## GIVEN REQUEST
Pick up the text on Petrobras's 9M-2018 results after its final sentence and continue writing it.

## PROVIDED TEXT
────────────────
Petrobras reported net income of R$ 23,677 million in 9M-2018, the best result since 2011 and a growth of 371% compared to the 9M-2017, determined by:

  • Higher margins in the sales of oil products in Brazil and in exports, both driven by the increase in Brent and the depreciation of the Brazilian Real;
  • Increase in diesel sales with expansion of market share;
  • Lower general and administrative expenses, keeping the cost control discipline; and
  • Reduction of interest expenses due to the decrease in indebtedness.

 

In September, agreements with DOJ and SEC were signed to close the investigation of the US authorities, totaling R$ 3.5 billion and reducing the risk for the company. Excluding these agreements, as well as the Class Action Agreement effects, the net profit would be R$ 10,269 million in the quarter and R$ 28,012 million in the accumulated of the year.
────────────────
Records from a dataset

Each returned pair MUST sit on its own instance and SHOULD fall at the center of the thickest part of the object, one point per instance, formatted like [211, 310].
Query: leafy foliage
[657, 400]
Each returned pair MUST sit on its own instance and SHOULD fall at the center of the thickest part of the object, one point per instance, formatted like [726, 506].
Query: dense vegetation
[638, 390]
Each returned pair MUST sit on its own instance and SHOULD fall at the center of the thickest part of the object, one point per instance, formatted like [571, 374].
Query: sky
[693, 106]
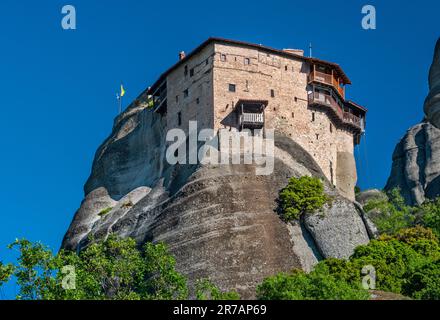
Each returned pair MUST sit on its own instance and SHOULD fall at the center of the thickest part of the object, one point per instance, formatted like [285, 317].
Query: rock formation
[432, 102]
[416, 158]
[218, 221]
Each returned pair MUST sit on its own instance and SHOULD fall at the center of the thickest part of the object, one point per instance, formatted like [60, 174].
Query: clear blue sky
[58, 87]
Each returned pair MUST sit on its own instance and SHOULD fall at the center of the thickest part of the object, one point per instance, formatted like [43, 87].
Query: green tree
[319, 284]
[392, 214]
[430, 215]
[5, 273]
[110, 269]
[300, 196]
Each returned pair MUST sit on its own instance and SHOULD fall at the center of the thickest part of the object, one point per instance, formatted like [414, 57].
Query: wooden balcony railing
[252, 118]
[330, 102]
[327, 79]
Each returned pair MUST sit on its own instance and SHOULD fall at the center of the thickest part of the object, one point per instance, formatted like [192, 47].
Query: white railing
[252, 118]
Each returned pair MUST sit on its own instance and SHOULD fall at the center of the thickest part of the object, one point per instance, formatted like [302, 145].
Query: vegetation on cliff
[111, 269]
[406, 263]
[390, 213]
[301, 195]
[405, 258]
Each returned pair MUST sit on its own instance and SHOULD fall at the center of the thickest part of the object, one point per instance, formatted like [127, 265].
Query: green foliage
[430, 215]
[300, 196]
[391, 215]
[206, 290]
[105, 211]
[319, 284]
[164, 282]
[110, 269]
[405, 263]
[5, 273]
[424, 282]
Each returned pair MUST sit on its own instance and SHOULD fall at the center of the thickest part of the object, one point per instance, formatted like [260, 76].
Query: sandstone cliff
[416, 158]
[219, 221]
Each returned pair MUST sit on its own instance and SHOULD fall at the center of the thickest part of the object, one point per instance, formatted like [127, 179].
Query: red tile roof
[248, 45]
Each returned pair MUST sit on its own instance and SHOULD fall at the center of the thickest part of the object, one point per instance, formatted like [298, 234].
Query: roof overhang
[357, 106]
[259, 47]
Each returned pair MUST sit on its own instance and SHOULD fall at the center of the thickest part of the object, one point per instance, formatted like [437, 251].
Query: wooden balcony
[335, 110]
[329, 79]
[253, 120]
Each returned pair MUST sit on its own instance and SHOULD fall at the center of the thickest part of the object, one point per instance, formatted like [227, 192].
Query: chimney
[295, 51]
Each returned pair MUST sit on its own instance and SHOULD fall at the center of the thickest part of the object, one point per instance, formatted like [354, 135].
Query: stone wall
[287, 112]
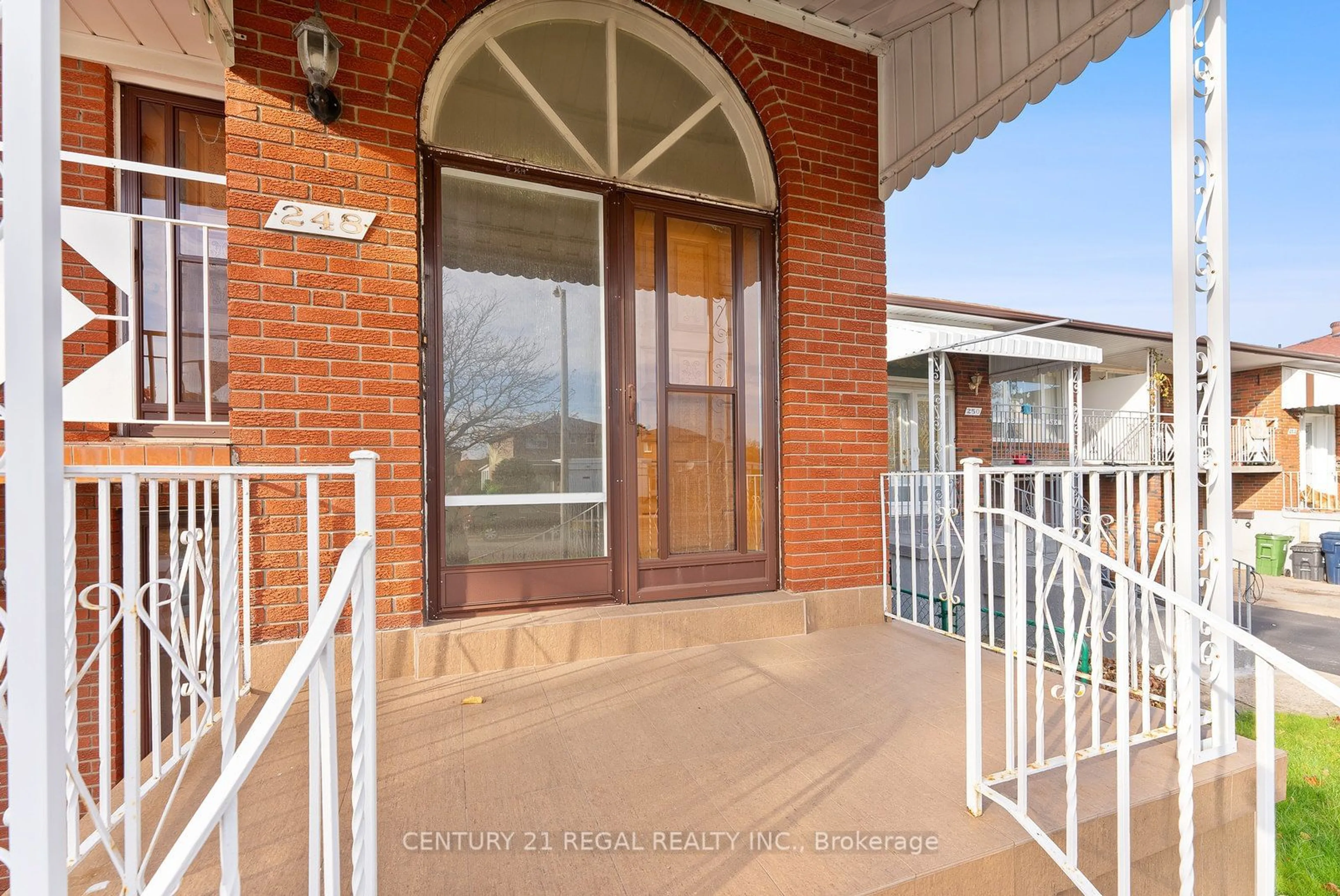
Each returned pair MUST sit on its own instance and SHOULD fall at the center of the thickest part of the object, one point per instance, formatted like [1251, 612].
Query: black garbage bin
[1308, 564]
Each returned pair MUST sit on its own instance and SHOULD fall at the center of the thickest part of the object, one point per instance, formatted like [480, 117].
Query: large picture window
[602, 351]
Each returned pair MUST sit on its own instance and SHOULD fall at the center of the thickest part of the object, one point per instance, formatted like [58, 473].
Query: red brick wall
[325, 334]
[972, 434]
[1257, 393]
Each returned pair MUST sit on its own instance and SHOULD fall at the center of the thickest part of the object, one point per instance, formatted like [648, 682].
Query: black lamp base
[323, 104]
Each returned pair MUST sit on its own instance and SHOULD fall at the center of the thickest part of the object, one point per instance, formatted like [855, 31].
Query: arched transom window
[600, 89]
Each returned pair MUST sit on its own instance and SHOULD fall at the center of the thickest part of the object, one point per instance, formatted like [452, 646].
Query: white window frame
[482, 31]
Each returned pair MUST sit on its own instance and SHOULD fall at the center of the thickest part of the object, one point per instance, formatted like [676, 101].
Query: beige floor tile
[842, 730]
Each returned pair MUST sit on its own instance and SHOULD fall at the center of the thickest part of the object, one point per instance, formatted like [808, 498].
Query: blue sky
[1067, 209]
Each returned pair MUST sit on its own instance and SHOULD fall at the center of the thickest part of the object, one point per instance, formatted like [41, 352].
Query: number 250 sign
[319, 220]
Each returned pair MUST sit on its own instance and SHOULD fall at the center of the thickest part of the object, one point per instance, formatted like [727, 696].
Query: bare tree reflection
────────────────
## OUTPUT FOR THIS EXERCISE
Adjusted EBITDA* was R$ 85,691 million, 35% higher than in 9M-2017, due to the increase in the sales margins of oil products in Brazil and exports. Adjusted EBITDA margin was 33%.

Free Cash Flow * remained positive for the fourteenth consecutive quarter, reaching R$ 37,481 million in 9M-2018, same level as in the previous year, due to the increase in operating cash generation, despite the payments related to the Class Action agreement, and higher investments.

Considering the accumulated profit, the reduction of uncertainties with the Class Action agreements and with the DOJ / SEC and the financial leverage target, a higher anticipation of Interest on Shareholder’s Equity was approved, totaling R$ 0.10 per share, to preferred and common shares, adding to R$ 1,304.4 million. As a result, the anticipation totaled R $ 2,608.8 million.

Top Metrics

TRI: After a significant reduction since 2015, the TRI (total recordable injuries per million man-hours) remained at 1.06, same level as in the previous quarter. The company works for the continuous improvement of culture and safety conditions and adopts the alert limit of 1.0.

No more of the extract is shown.